Principle Investigator: John Elfar, MD, FACS
Performing Organization: University of Arizona
Background: Severe wound and burn injuries are notoriously difficult to treat, and most available treatments aim to debride dead tissue, prevent infection, and replace fluid losses. Once dead tissue is gone, surgeons cover large skin defects with grafts before infection or desiccation destroys deeper tissue. The main goal of modern wound and burn treatment seems to be to delay the consequences of open wounds as opposed to speeding skin regeneration. Current treatments do not increase the regenerative potential of either skin grafts or the remaining uninjured skin. Actual regenerative treatments would transform treatment in civilians and warfighters in combat zones.
Current Research Efforts: Much of wound research is also geared towards preventing complications as opposed to regenerative treatments, few of which are ready for translation to human trials. Most of the pipelines for future treatment involve long development timelines and still focus chiefly on infection control instead of driving tissue to regenerate and heal faster. This reality is not likely to change quickly because many promising burn treatments in the pipeline are neither forward deployable nor translatable with clinical trials right now. A significant gap is the need for a forward-deployable regenerative burn treatment that can be trialed now. The best treatment allows for early use in both civilian and military burn patients as an addition to current protocols.
Strategic Challenges: The current strategic challenges for the United States Department of Defense (DoD) hinge on the delivery of advanced medical care at the point of injury. Future conflicts will likely force the DoD to operate in a disbursed and decentralized manner against sophisticated nation-state threats that will create an all-domain contested environment. Military units will operate deep behind multiple threat umbrellas from enemy anti-air, anti-ship, and surface-to-surface fire systems, creating problems of contested air and sea space. This will prevent the timely medical evacuations that were routine for the past two decades of conflict in Iraq, Afghanistan, and Syria. Units previously able to evacuate personnel within minutes of injury will, in the future, endure days of temporary isolation before combat casualties can be evacuated from the battlefield. Recent developments in the Russia-Ukraine conflict also demonstrate a much greater use of explosive artillery, including incendiary munitions that cause higher civilian and military burn casualty rates. These combined factors will encumber logistics forces, medical units, and personnel stretched across vast distances.
Confronted with such dilemmas, we must immediately deploy the highest level of care at the point of injury. The best treatments are readily available at the lowest level of care, without requirements for powered storage (i.e., refrigeration) or sanitized conditions. The optimal solution should not require heavy equipment or advanced expertise. This is a problem uniquely suited for drug repurposing.
Proposed Technology. We found that 4-aminopyridine (4-AP), an already FDA-approved treatment for multiple sclerosis (MS) accelerates healing of full-thickness burns and wounds in animals. Many forms of 4-AP will be available in the future for burn and wound treatments, but the critical path forward is to trial 4-AP now. Oral regenerative wound and burn treatment is a first step that we can trial today.
·····
#### PROBLEM 1:
According to the project summary, which drug already approved by the FDA for multiple sclerosis was found to speed the healing of burns and wounds in animals?
#### PROBLEM 2:
Rewrite everything in the project summary from "Confronted with such" down to "for drug repurposing.", putting "front line" in place of "point of injury".
#### PROBLEM 3:
Decide whether each statement agrees with the project summary. Answer yes or no, and quote the words from the project summary that settle it.
(a) The performing organization is the University of Arizona.
(b) Current treatments increase the regenerative potential of skin grafts.
(c) The best treatments require refrigeration.
The records have no connection to the project summary.

#### INPUT DATA:
·····
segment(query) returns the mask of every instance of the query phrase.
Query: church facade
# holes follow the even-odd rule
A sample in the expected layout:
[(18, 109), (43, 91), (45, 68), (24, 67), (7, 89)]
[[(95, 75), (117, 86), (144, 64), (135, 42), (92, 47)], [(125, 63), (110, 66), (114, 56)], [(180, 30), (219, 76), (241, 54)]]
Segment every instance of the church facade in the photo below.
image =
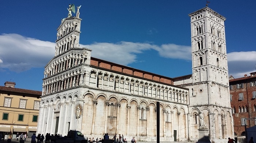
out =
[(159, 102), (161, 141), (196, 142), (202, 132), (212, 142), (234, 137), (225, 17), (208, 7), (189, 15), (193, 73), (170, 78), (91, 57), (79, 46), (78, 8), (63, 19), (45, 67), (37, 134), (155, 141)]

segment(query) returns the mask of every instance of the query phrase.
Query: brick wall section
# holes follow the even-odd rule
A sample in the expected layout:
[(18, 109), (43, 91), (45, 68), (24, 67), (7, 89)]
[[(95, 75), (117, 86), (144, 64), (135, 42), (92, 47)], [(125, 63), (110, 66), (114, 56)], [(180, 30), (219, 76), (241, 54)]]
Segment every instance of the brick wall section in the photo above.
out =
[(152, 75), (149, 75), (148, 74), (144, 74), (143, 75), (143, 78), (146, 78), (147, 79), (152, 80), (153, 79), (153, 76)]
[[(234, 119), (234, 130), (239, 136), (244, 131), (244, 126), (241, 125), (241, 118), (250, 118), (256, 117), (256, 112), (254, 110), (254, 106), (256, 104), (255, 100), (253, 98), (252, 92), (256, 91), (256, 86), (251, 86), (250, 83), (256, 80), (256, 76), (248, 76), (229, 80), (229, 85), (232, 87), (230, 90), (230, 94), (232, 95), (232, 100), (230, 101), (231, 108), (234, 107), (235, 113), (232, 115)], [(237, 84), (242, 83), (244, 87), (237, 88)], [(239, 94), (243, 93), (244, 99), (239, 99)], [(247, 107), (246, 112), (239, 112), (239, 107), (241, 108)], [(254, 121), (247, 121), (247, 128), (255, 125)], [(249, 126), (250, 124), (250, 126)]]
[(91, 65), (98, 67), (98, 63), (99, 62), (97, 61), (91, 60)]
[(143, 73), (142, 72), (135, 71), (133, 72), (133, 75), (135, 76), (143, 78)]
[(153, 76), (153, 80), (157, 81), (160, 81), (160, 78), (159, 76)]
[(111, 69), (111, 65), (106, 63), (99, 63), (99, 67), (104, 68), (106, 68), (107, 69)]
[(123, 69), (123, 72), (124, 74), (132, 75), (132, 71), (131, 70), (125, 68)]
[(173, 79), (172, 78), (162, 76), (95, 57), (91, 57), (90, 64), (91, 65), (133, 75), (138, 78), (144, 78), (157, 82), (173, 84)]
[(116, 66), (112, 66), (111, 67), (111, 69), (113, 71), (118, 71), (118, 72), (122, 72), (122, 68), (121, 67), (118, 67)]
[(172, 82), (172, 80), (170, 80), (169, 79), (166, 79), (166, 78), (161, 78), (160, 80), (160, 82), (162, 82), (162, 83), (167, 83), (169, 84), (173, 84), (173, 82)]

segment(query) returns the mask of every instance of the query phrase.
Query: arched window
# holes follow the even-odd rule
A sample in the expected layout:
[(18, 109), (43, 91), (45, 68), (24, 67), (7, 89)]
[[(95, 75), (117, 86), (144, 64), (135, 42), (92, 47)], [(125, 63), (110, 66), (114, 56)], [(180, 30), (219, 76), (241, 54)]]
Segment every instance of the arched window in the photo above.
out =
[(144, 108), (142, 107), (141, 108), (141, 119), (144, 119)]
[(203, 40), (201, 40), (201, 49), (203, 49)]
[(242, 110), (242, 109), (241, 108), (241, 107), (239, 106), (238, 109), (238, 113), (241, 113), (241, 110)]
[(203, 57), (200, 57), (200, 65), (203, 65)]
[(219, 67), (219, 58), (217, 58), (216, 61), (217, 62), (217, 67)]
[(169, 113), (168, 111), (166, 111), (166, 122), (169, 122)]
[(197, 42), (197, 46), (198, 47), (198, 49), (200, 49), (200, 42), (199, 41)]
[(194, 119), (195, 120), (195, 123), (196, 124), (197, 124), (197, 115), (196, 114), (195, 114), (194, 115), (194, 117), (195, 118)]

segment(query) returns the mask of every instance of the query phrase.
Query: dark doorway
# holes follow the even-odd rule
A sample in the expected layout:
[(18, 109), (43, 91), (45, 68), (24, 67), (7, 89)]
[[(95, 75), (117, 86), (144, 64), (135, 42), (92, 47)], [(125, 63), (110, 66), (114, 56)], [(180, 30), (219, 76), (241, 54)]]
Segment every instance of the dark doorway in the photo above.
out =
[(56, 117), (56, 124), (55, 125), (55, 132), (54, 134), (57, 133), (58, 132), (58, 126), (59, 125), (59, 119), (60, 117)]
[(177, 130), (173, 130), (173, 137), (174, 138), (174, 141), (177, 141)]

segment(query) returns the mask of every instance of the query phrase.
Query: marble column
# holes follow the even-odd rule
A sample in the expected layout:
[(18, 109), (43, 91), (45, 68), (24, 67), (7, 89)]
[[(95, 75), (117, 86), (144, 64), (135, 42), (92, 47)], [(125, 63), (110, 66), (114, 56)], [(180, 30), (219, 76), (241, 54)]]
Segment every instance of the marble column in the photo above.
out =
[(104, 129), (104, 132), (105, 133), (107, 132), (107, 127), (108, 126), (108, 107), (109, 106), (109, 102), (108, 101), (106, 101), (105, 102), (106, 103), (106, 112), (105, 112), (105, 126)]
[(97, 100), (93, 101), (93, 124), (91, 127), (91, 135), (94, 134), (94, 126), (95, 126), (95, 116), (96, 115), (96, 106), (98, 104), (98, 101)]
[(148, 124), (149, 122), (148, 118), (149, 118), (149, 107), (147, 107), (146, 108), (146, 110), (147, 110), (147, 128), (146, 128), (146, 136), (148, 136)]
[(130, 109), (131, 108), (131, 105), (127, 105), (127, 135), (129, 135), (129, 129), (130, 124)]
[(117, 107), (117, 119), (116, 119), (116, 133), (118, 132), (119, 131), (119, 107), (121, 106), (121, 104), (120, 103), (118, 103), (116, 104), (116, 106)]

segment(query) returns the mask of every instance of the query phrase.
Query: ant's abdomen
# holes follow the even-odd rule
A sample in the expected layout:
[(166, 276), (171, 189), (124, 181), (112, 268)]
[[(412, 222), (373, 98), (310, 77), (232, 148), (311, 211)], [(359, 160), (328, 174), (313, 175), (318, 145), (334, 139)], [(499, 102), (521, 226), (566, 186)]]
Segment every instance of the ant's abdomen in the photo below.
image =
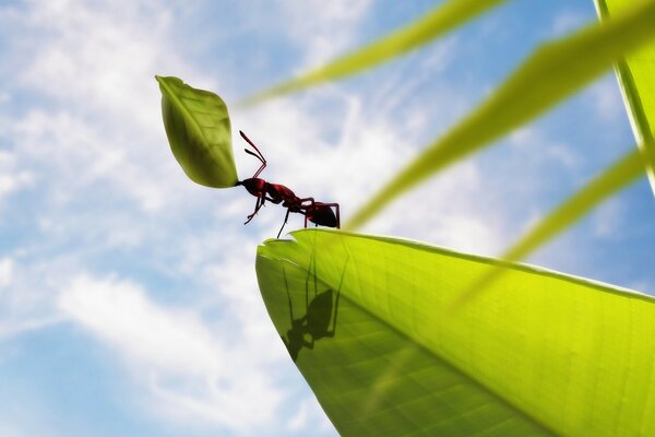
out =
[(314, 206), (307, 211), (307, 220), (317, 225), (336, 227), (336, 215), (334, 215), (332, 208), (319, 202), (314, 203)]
·····
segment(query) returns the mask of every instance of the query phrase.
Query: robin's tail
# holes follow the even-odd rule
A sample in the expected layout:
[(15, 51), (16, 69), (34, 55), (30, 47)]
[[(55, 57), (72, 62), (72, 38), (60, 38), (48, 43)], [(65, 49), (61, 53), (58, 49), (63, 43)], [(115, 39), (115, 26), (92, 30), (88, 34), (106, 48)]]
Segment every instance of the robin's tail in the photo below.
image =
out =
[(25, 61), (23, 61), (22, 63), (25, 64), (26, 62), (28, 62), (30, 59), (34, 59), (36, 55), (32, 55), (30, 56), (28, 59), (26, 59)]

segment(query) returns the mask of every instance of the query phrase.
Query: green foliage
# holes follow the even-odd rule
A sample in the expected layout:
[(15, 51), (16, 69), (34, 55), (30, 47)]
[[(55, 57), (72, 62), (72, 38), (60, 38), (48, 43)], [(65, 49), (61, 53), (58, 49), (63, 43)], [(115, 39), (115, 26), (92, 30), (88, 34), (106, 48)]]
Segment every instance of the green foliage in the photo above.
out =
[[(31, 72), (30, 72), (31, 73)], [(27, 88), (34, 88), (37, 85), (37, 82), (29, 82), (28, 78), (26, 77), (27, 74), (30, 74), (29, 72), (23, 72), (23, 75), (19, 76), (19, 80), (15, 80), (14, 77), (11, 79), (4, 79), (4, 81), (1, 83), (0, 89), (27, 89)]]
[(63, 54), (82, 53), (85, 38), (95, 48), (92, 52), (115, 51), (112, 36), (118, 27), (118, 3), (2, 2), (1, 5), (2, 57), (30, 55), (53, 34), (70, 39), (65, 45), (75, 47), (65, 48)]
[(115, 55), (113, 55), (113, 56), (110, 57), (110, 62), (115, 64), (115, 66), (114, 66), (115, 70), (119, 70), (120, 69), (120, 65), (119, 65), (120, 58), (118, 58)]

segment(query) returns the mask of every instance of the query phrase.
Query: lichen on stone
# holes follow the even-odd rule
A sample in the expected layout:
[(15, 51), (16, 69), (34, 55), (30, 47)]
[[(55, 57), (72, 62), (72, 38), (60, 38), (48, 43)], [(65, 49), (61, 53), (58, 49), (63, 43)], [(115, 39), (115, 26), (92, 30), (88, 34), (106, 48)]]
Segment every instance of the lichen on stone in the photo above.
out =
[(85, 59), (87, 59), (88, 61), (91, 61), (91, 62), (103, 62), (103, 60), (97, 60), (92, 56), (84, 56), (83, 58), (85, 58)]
·····
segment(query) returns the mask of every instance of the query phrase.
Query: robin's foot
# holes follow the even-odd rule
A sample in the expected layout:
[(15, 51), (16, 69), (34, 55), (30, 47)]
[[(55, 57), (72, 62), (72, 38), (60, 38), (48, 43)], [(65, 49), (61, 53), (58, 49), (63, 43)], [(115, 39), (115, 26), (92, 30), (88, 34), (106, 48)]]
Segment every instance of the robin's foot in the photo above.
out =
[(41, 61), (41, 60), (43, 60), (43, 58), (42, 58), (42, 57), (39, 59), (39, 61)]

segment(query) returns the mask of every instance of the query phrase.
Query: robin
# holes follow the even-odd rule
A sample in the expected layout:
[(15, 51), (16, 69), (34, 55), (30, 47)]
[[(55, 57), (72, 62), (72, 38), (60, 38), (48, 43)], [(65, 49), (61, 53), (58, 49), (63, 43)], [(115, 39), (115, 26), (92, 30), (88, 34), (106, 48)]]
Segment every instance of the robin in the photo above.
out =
·····
#### EXPECTED ANSWER 1:
4-aminopyridine (4-AP)

#### EXPECTED ANSWER 2:
Confronted with such dilemmas, we must immediately deploy the highest level of care at the front line. The best treatments are readily available at the lowest level of care, without requirements for powered storage (i.e., refrigeration) or sanitized conditions. The optimal solution should not require heavy equipment or advanced expertise. This is a problem uniquely suited for drug repurposing.

#### EXPECTED ANSWER 3:
(a) Yes: "Performing Organization: University of Arizona"
(b) No: "Current treatments do not increase the regenerative potential of either skin grafts or the remaining uninjured skin."
(c) No: "without requirements for powered storage (i.e., refrigeration)"